THE TASK → Quote only the lines that start at the line with "Refer to the photograph and detect the green leaf" and run to the end of the entries; omit the pictures.

Collection entries →
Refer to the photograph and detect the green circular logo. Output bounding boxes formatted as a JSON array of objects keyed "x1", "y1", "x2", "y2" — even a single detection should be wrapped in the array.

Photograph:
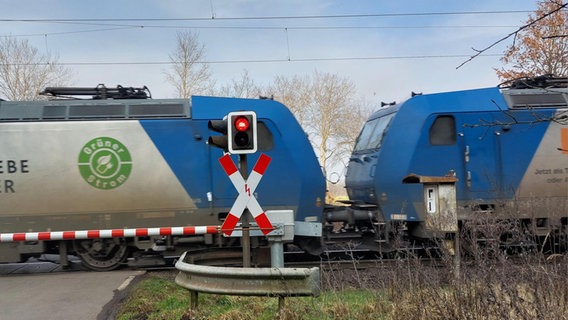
[{"x1": 78, "y1": 137, "x2": 132, "y2": 190}]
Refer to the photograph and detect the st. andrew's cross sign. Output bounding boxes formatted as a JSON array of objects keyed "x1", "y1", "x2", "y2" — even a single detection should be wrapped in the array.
[{"x1": 218, "y1": 153, "x2": 274, "y2": 236}]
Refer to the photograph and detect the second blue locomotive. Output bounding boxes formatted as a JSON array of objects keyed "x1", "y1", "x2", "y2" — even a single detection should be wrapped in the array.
[{"x1": 342, "y1": 76, "x2": 568, "y2": 247}]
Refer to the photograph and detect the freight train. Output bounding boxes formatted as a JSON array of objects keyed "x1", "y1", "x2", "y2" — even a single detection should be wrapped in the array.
[{"x1": 1, "y1": 76, "x2": 567, "y2": 270}]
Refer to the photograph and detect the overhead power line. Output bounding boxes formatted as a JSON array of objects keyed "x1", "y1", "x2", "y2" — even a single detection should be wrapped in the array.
[
  {"x1": 6, "y1": 26, "x2": 140, "y2": 37},
  {"x1": 2, "y1": 24, "x2": 519, "y2": 38},
  {"x1": 0, "y1": 10, "x2": 533, "y2": 24},
  {"x1": 0, "y1": 54, "x2": 502, "y2": 67}
]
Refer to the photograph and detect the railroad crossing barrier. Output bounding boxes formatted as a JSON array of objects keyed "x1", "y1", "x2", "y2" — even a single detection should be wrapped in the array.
[
  {"x1": 227, "y1": 210, "x2": 295, "y2": 268},
  {"x1": 0, "y1": 226, "x2": 219, "y2": 242}
]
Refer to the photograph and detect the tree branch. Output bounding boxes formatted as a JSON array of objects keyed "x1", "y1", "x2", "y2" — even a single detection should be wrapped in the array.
[{"x1": 457, "y1": 2, "x2": 568, "y2": 69}]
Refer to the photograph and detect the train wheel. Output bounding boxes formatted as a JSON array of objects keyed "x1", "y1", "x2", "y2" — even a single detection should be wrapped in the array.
[{"x1": 73, "y1": 238, "x2": 129, "y2": 271}]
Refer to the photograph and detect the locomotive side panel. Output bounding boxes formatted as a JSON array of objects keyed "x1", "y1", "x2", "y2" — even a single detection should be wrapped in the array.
[
  {"x1": 0, "y1": 94, "x2": 327, "y2": 267},
  {"x1": 395, "y1": 92, "x2": 554, "y2": 229},
  {"x1": 191, "y1": 96, "x2": 326, "y2": 225},
  {"x1": 517, "y1": 113, "x2": 568, "y2": 198},
  {"x1": 0, "y1": 120, "x2": 203, "y2": 232},
  {"x1": 0, "y1": 96, "x2": 327, "y2": 235},
  {"x1": 516, "y1": 113, "x2": 568, "y2": 222}
]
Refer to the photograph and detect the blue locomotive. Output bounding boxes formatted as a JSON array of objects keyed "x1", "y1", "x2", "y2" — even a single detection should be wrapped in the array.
[
  {"x1": 343, "y1": 76, "x2": 568, "y2": 248},
  {"x1": 0, "y1": 86, "x2": 325, "y2": 270}
]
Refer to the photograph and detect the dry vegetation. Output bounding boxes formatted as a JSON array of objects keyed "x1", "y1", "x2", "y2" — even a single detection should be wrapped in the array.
[
  {"x1": 320, "y1": 213, "x2": 568, "y2": 320},
  {"x1": 117, "y1": 214, "x2": 568, "y2": 320},
  {"x1": 320, "y1": 252, "x2": 568, "y2": 320}
]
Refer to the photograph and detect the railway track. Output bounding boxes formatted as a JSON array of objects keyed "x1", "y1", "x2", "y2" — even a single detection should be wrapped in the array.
[
  {"x1": 0, "y1": 247, "x2": 411, "y2": 274},
  {"x1": 3, "y1": 242, "x2": 561, "y2": 275},
  {"x1": 0, "y1": 254, "x2": 86, "y2": 275}
]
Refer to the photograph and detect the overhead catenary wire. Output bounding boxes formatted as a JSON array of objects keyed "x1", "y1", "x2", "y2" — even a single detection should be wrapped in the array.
[
  {"x1": 0, "y1": 9, "x2": 532, "y2": 36},
  {"x1": 456, "y1": 2, "x2": 568, "y2": 69},
  {"x1": 0, "y1": 9, "x2": 535, "y2": 24},
  {"x1": 0, "y1": 54, "x2": 502, "y2": 67},
  {"x1": 0, "y1": 8, "x2": 538, "y2": 69},
  {"x1": 2, "y1": 24, "x2": 521, "y2": 38}
]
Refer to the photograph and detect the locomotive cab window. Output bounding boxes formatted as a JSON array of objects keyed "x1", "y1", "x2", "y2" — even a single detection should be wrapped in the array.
[
  {"x1": 429, "y1": 115, "x2": 456, "y2": 145},
  {"x1": 353, "y1": 113, "x2": 394, "y2": 152}
]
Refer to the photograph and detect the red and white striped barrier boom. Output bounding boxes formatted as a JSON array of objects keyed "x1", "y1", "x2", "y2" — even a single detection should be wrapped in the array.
[{"x1": 0, "y1": 225, "x2": 220, "y2": 243}]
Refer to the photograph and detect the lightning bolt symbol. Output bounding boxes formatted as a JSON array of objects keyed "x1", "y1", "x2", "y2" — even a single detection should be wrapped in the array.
[{"x1": 244, "y1": 183, "x2": 251, "y2": 197}]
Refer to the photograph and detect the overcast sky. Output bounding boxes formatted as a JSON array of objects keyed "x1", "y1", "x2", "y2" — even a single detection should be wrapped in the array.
[{"x1": 1, "y1": 1, "x2": 539, "y2": 105}]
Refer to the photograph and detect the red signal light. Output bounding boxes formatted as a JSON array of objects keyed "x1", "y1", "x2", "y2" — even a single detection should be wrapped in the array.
[
  {"x1": 228, "y1": 111, "x2": 257, "y2": 154},
  {"x1": 234, "y1": 116, "x2": 249, "y2": 132}
]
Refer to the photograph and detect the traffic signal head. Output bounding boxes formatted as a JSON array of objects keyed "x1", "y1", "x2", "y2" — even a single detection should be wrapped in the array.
[
  {"x1": 228, "y1": 111, "x2": 257, "y2": 154},
  {"x1": 208, "y1": 118, "x2": 228, "y2": 151}
]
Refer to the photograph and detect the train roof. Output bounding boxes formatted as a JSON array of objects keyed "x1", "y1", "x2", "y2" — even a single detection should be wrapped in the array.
[
  {"x1": 0, "y1": 95, "x2": 293, "y2": 123},
  {"x1": 0, "y1": 98, "x2": 191, "y2": 122},
  {"x1": 369, "y1": 83, "x2": 568, "y2": 121}
]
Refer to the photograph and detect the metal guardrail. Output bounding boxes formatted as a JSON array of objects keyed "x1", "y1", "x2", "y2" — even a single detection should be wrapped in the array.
[{"x1": 175, "y1": 252, "x2": 320, "y2": 311}]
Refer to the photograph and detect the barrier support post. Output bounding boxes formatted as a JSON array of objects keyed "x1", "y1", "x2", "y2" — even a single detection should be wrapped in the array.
[
  {"x1": 190, "y1": 291, "x2": 198, "y2": 311},
  {"x1": 266, "y1": 210, "x2": 295, "y2": 268}
]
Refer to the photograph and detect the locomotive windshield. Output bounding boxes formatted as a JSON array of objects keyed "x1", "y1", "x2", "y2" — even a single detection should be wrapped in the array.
[{"x1": 353, "y1": 113, "x2": 394, "y2": 152}]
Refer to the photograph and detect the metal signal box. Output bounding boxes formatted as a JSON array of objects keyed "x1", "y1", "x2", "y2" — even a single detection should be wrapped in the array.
[{"x1": 403, "y1": 173, "x2": 458, "y2": 233}]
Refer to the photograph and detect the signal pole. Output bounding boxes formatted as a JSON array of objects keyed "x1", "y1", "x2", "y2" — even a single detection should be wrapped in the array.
[
  {"x1": 209, "y1": 111, "x2": 260, "y2": 268},
  {"x1": 239, "y1": 154, "x2": 251, "y2": 268}
]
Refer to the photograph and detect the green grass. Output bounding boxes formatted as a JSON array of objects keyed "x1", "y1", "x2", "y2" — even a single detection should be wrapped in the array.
[
  {"x1": 115, "y1": 272, "x2": 392, "y2": 320},
  {"x1": 115, "y1": 252, "x2": 568, "y2": 320},
  {"x1": 117, "y1": 273, "x2": 188, "y2": 320}
]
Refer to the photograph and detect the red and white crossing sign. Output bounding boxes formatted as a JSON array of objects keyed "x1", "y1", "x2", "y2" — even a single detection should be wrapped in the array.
[{"x1": 219, "y1": 153, "x2": 273, "y2": 236}]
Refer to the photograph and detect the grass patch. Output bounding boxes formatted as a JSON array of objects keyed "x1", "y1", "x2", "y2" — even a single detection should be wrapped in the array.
[
  {"x1": 115, "y1": 272, "x2": 391, "y2": 320},
  {"x1": 116, "y1": 271, "x2": 189, "y2": 320},
  {"x1": 116, "y1": 251, "x2": 568, "y2": 320},
  {"x1": 116, "y1": 210, "x2": 568, "y2": 319}
]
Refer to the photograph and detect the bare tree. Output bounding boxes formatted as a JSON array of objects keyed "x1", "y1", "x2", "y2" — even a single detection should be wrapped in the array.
[
  {"x1": 332, "y1": 97, "x2": 371, "y2": 168},
  {"x1": 217, "y1": 70, "x2": 262, "y2": 98},
  {"x1": 268, "y1": 70, "x2": 367, "y2": 183},
  {"x1": 308, "y1": 71, "x2": 358, "y2": 176},
  {"x1": 165, "y1": 30, "x2": 213, "y2": 98},
  {"x1": 496, "y1": 0, "x2": 568, "y2": 81},
  {"x1": 267, "y1": 73, "x2": 312, "y2": 125},
  {"x1": 0, "y1": 36, "x2": 72, "y2": 101}
]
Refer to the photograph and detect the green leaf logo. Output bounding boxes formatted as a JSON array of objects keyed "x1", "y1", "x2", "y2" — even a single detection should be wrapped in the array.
[{"x1": 78, "y1": 137, "x2": 132, "y2": 190}]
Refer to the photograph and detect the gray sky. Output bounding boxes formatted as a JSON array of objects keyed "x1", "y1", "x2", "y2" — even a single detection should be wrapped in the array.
[{"x1": 1, "y1": 0, "x2": 539, "y2": 104}]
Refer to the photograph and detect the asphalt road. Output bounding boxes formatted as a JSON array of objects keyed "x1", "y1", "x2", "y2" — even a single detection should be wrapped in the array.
[{"x1": 0, "y1": 269, "x2": 145, "y2": 320}]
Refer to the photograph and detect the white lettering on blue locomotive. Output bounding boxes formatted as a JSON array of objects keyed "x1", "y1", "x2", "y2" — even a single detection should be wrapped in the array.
[
  {"x1": 82, "y1": 138, "x2": 126, "y2": 155},
  {"x1": 87, "y1": 174, "x2": 128, "y2": 189}
]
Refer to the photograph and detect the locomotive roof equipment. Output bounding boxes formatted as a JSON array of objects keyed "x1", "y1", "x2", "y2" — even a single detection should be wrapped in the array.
[{"x1": 40, "y1": 84, "x2": 152, "y2": 100}]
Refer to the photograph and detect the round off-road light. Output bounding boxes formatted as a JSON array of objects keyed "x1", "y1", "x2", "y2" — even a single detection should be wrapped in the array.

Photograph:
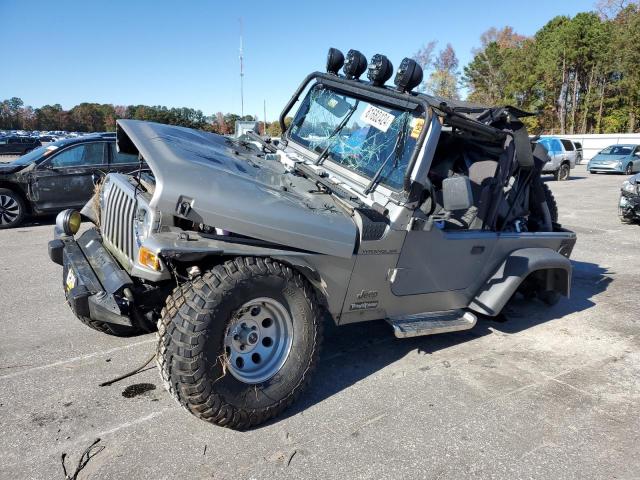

RESPONSE TO THIS EXERCISE →
Refer to the photograph and detect the green leaf logo. Output bounding boxes formatted as a JSON array of objects keyed "x1", "y1", "x2", "y2" — even a single detection should be wrapped in the array.
[{"x1": 78, "y1": 137, "x2": 132, "y2": 190}]
Refer to the photograph and detect the gray sky. Output bounding boxes formatted as a JSON array of objects keyed "x1", "y1", "x2", "y2" — even a single detection should be wrapped in the array.
[{"x1": 1, "y1": 0, "x2": 539, "y2": 104}]
Refer to the photograph and detect the asphalt road. Output bounding boxes formatted as a JSON array of objects keyed "x1", "y1", "x2", "y2" — even a single detection should be wrapped in the array.
[{"x1": 0, "y1": 269, "x2": 145, "y2": 320}]
Refer to the photograph and detect the white lettering on blue locomotive. Output bounding boxes formatted as a JSON array of objects keyed "x1", "y1", "x2", "y2" — even a single detection should be wrapped in the array.
[
  {"x1": 82, "y1": 138, "x2": 126, "y2": 155},
  {"x1": 87, "y1": 174, "x2": 128, "y2": 189}
]
Refer to the photograph and detect the locomotive roof equipment. Output bounding boxes formatted as a JSON array of objects keyed "x1", "y1", "x2", "y2" — even a single detection should be wrapped in the array.
[{"x1": 40, "y1": 84, "x2": 152, "y2": 100}]
Refer to the photograph and detect the round off-road light. Output bounding boxes formatted as a JSON array of objects keyed "x1", "y1", "x2", "y2" — even a single detection should be wrapped in the array.

Photograph:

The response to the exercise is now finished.